■ STATED EXERCISE
Copy out the data below as written; omit any images.

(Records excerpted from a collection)
=======

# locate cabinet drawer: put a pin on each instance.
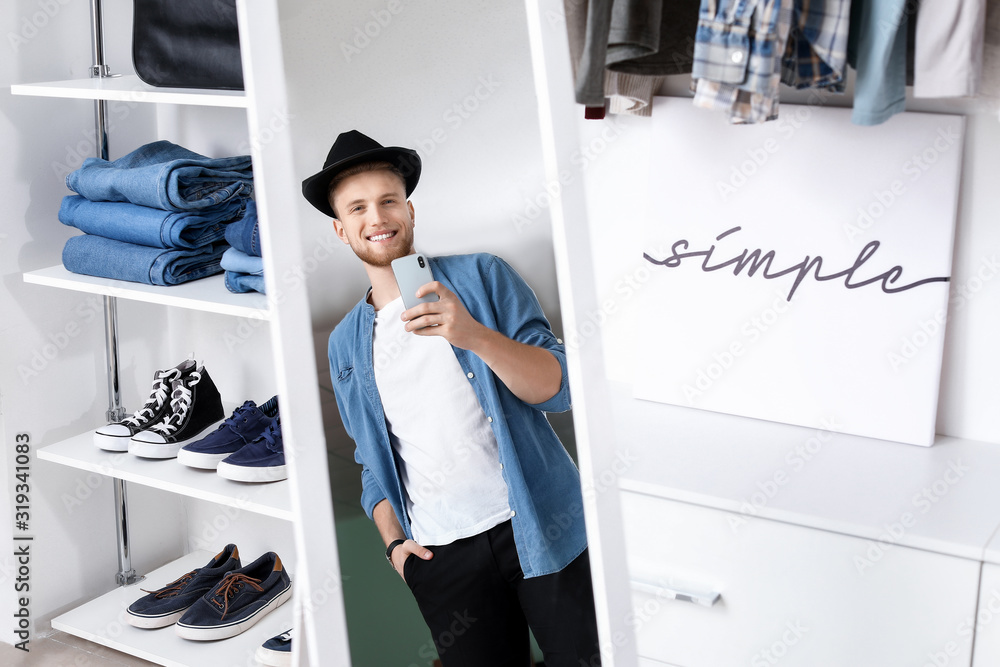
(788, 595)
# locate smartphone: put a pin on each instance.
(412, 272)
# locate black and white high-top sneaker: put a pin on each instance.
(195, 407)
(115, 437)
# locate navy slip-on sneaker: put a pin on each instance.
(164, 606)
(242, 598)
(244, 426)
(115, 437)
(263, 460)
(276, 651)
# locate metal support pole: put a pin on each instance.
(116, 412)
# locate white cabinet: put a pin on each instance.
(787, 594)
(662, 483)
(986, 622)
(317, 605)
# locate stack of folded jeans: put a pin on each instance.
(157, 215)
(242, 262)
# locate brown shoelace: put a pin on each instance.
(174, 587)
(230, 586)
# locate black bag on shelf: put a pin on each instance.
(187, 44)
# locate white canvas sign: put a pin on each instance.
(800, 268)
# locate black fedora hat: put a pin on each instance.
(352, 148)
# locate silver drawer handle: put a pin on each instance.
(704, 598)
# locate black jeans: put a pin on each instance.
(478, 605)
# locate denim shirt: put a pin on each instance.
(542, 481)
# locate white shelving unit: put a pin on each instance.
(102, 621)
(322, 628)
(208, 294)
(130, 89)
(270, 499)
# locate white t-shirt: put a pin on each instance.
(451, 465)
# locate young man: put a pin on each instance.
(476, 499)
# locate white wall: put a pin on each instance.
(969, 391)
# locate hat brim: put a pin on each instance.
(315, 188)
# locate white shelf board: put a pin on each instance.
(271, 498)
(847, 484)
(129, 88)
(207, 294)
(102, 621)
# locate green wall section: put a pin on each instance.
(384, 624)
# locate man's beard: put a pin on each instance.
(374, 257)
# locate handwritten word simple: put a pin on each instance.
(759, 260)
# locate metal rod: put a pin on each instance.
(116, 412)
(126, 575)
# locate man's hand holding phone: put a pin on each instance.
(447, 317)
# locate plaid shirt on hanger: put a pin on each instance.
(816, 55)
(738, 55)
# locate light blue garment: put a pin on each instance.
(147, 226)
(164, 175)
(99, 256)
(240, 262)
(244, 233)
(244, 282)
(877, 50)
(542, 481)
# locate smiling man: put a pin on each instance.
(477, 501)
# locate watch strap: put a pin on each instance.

=======

■ ANSWER TO THIS TASK
# locate cabinet drawer: put a pin on each instance.
(788, 595)
# locate smartphone: put a pin on each instance.
(412, 272)
# locate black and white high-top sneaker: put a pin on each instance.
(195, 407)
(115, 437)
# locate navy slip-on sneaker: put a pin on each instance.
(164, 606)
(242, 598)
(244, 426)
(115, 437)
(263, 460)
(276, 651)
# locate metal support pole: put a pin on each instance.
(116, 412)
# locate white cabinet: put a pin on each instance.
(787, 594)
(662, 483)
(986, 622)
(317, 605)
# locate stack of folded jeans: put a pin on each instance.
(157, 215)
(242, 262)
# locate brown shoelace: put a pin on each instance.
(174, 587)
(230, 586)
# locate black bag on shelf: put a pin on each instance.
(187, 44)
# locate white canvas sign: put a pin on each instance.
(800, 268)
# locate black fedora hat: put a pin on each instance.
(352, 148)
# locate silver drawer handle: put a pin on each instance.
(704, 598)
# locate black jeans: put a pin on each instance.
(478, 605)
# locate denim shirt: put a pin on each instance.
(542, 481)
# locate white shelving unit: put a pin on each instance.
(102, 621)
(322, 628)
(208, 294)
(130, 89)
(270, 499)
# locate white t-shirt: put a pin on each instance.
(451, 465)
# locate young man: put a pin on each instance.
(476, 499)
# locate white wall: put a pin on each instance.
(969, 391)
# locate hat brim: put a pin on each instance.
(315, 188)
# locate white shelf board: put a pin on each instance.
(271, 498)
(847, 484)
(129, 88)
(207, 294)
(102, 621)
# locate green wall section: put a pin on each instance.
(384, 624)
# locate man's beard: put a pin on each instance.
(374, 257)
# locate handwritten word simple: put a pin on each instance.
(759, 260)
# locate metal rod: put a pin on each instance.
(116, 412)
(126, 575)
# locate man's hand holding phone: put a pin on each instance.
(447, 317)
# locate plaid shirt on hanger: put a pin on each instance.
(816, 55)
(738, 55)
# locate light blue garment: put a pin on each instance.
(147, 226)
(164, 175)
(99, 256)
(240, 262)
(244, 233)
(244, 282)
(877, 50)
(542, 481)
# locate smiling man: put a pin on each instance.
(477, 501)
# locate watch strap: put a pin on each instance.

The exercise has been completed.